Konversikan semua baris di bawah ke CSV dua kolom bernama "perintah" dan "jawaban", satu baris CSV untuk setiap perintah beserta jawabannya, dengan tiap isian diapit tanda kutip dan jeda barisnya diganti spasi. Gambar tidak perlu dimasukkan ke dalam jawaban.

+++ DAFTAR BARIS

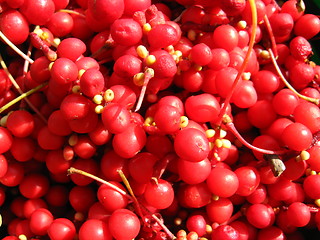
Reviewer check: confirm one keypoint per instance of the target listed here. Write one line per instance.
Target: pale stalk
(288, 85)
(15, 48)
(245, 61)
(22, 96)
(16, 85)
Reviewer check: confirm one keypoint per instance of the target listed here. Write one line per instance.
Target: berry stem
(245, 61)
(72, 12)
(15, 48)
(164, 227)
(148, 74)
(230, 126)
(73, 170)
(49, 53)
(22, 96)
(134, 199)
(271, 36)
(275, 64)
(234, 217)
(16, 85)
(276, 164)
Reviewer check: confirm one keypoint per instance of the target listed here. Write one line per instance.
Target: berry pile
(159, 120)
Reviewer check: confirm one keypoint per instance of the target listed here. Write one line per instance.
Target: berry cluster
(158, 120)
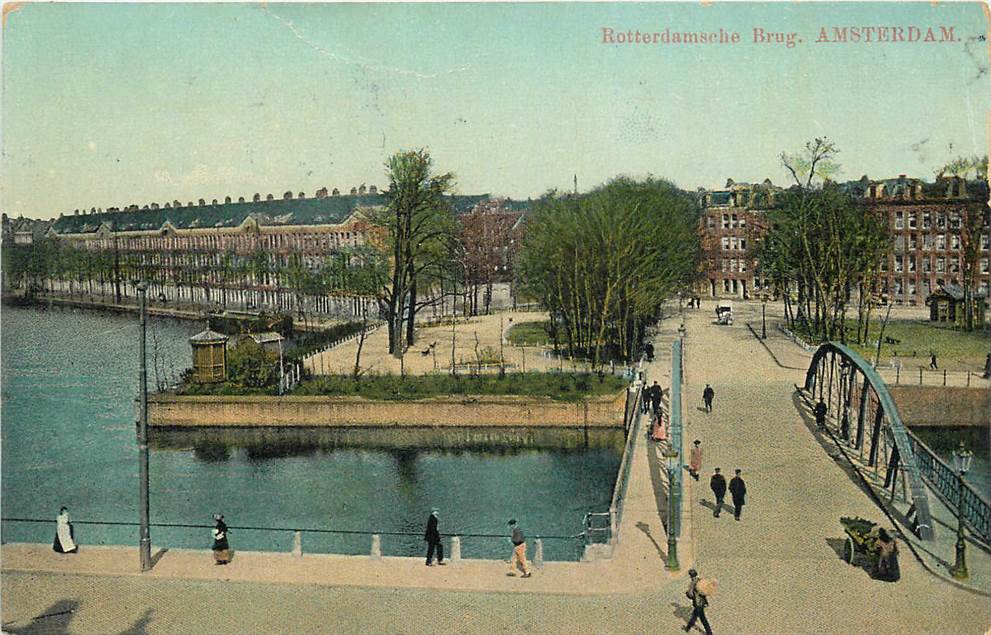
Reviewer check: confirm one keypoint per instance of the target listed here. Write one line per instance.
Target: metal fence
(945, 482)
(363, 542)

++++++

* JAWABAN TERTULIS
perintah,jawaban
"Reviewer check: confirm one keypoint per instance of the target listed here. Write one line per instance. Target: pale stalk","(288, 85) (15, 48) (245, 61) (22, 96) (16, 85)"
"Reviewer check: confirm one keypoint per instance of the target listed here. Write one line per instance. Target: berry stem","(245, 61) (72, 12) (15, 48) (164, 227) (148, 74) (230, 126) (73, 170) (49, 53) (22, 96) (134, 199) (271, 36) (275, 64) (234, 217) (16, 85) (276, 164)"
"Reviewer check: confirm one keypoint per instance of the target listed here. Write one line per instance. Target: berry pile","(159, 120)"
"Reviewer check: confirm one keypoint per instance of the target listed here. Write one line per instance. Target: berry cluster","(158, 120)"
"Reviewer check: confirm one keypoint per instance of the target listed here. Write one line per instance. Target: metal fence","(945, 482) (363, 542)"